# [Stated exercise]
Write each line out exactly, leaving none out.

# Source data start

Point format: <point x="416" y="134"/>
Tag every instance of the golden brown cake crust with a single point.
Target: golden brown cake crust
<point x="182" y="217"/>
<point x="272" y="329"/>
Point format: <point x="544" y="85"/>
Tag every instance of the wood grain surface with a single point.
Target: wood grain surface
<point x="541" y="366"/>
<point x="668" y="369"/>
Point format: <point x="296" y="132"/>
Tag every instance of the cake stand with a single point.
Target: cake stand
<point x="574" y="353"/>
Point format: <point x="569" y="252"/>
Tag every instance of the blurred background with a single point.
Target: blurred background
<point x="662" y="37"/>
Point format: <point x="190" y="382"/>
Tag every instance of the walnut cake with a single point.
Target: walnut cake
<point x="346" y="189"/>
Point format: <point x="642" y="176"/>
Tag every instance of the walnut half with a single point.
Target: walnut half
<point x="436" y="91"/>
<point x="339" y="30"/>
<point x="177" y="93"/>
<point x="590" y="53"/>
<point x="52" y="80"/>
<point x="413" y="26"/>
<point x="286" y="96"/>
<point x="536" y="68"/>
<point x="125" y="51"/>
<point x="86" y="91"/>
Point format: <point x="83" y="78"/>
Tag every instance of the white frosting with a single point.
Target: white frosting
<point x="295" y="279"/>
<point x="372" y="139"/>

# Source data end

# [Solved problem]
Point format: <point x="416" y="134"/>
Tag every instance of the golden brown cake crust with a single point.
Target: golden brown cake crust
<point x="182" y="217"/>
<point x="272" y="329"/>
Point format: <point x="544" y="85"/>
Tag every instance of the wood grain surface with a single point.
Target: wood grain surface
<point x="541" y="366"/>
<point x="668" y="369"/>
Point format: <point x="296" y="132"/>
Tag every instance of the cake stand with a single point.
Target: cake stand
<point x="574" y="353"/>
Point format: <point x="569" y="252"/>
Tag every instance of the blurred background with a single point.
Target: blurred background
<point x="662" y="37"/>
Point format: <point x="190" y="382"/>
Tag every instance of the walnut cake with a single point.
Target: walnut cake
<point x="346" y="189"/>
Point format: <point x="642" y="176"/>
Tag every instance of the walnut half with a single point.
Target: walnut half
<point x="436" y="91"/>
<point x="339" y="30"/>
<point x="177" y="93"/>
<point x="590" y="53"/>
<point x="52" y="80"/>
<point x="413" y="26"/>
<point x="286" y="96"/>
<point x="536" y="68"/>
<point x="125" y="51"/>
<point x="86" y="91"/>
Point format: <point x="83" y="78"/>
Tag every instance of the white frosting with a single point.
Target: white frosting
<point x="295" y="279"/>
<point x="372" y="139"/>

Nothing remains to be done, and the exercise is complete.